▸ Source material

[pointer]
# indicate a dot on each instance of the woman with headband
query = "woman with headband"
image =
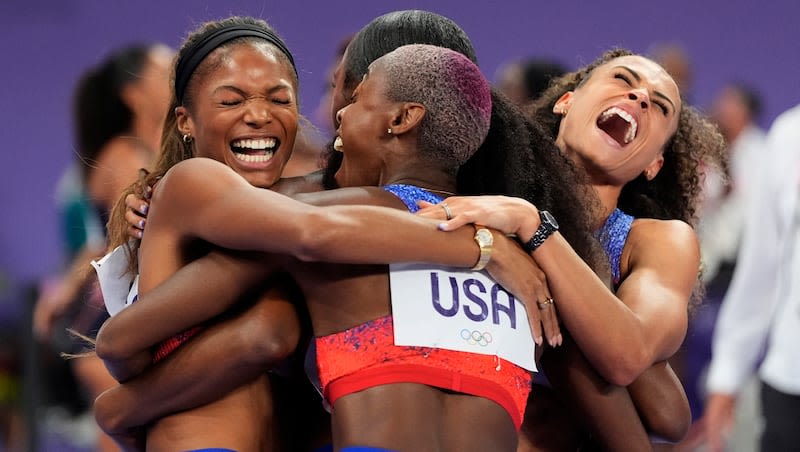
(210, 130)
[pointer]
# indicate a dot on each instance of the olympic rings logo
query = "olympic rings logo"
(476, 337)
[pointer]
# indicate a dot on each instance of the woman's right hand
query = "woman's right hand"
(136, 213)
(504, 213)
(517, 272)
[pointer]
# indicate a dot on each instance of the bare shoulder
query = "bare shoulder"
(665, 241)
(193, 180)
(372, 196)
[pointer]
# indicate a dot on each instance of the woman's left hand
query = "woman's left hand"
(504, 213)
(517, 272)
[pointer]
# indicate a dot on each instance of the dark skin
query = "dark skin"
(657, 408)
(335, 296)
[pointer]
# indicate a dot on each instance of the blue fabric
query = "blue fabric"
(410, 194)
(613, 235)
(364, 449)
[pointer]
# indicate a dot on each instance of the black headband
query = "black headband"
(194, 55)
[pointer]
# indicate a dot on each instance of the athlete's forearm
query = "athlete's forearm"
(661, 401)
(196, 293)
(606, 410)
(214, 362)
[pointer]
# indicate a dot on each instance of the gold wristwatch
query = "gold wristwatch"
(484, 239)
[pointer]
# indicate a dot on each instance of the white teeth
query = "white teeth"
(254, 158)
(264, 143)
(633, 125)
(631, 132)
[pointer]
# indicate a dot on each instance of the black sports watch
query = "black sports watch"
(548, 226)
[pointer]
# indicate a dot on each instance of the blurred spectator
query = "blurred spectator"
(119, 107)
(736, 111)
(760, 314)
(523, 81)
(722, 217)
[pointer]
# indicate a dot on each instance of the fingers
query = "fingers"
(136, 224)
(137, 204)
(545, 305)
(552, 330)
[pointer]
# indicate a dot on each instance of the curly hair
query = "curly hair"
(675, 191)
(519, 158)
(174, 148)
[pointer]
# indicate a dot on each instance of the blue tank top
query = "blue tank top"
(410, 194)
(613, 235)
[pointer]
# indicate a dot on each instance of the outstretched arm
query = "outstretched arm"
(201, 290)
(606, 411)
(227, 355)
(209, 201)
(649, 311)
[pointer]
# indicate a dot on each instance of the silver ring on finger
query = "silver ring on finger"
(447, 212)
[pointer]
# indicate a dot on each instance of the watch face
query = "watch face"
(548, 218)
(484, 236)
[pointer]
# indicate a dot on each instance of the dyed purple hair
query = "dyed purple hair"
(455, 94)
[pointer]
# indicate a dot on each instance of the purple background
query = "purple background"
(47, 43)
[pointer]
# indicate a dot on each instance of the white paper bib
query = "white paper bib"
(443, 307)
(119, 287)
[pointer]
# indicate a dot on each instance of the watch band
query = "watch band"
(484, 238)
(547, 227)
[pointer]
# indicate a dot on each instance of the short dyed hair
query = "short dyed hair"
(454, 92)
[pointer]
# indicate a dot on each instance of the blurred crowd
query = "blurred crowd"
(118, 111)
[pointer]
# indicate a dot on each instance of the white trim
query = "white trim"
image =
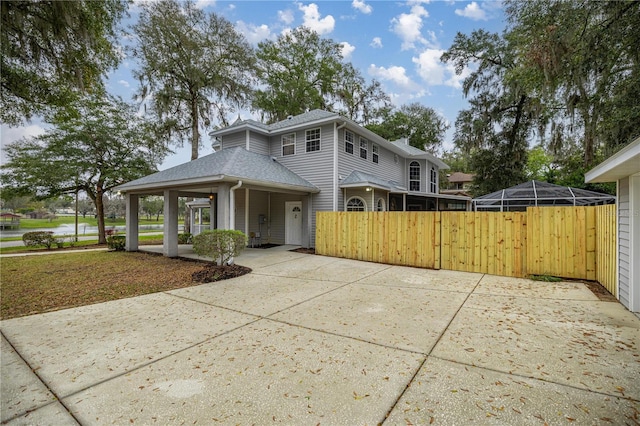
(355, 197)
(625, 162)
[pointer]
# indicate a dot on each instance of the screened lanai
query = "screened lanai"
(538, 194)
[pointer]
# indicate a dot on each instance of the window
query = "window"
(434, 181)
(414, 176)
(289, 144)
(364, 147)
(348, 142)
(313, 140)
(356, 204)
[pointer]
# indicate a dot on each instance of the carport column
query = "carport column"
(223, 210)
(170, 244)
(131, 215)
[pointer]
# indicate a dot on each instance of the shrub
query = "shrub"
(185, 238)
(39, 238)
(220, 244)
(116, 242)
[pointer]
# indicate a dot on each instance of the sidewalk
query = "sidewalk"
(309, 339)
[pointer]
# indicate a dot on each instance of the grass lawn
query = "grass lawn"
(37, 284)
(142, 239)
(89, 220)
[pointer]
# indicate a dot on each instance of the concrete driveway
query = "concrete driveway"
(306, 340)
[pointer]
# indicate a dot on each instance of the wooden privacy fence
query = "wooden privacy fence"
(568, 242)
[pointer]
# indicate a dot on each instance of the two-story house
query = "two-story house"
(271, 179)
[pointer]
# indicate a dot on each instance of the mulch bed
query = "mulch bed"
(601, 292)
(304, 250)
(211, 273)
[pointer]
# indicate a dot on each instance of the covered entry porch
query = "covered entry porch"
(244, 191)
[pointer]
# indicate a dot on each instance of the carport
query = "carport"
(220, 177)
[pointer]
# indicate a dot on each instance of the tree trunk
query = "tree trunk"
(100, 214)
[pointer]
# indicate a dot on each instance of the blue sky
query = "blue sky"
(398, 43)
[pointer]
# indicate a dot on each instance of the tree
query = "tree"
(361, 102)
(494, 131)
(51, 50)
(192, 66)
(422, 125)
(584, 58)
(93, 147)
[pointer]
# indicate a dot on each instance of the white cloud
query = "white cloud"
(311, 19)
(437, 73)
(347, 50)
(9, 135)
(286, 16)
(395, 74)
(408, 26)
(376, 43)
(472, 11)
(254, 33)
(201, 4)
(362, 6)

▸ What to do
Show every line from the listing above in which the string "trim" appears.

▸ Answer to this exercise
# indicate a dot on each instance of the white trim
query = "white trim"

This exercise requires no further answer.